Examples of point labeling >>
==*==

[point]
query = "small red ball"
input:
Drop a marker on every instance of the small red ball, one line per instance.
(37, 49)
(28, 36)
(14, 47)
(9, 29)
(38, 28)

==*==

Given exercise >>
Rewrite every line of the rows above, requests included, multiplying each coordinate in the answers by 1.6 and rounding to the nearest whole number, with halves rounded up.

Result of the task >>
[point]
query = "small red ball"
input:
Drop a marker on every instance of the small red ball, one line per instance.
(59, 78)
(45, 58)
(22, 75)
(14, 46)
(61, 45)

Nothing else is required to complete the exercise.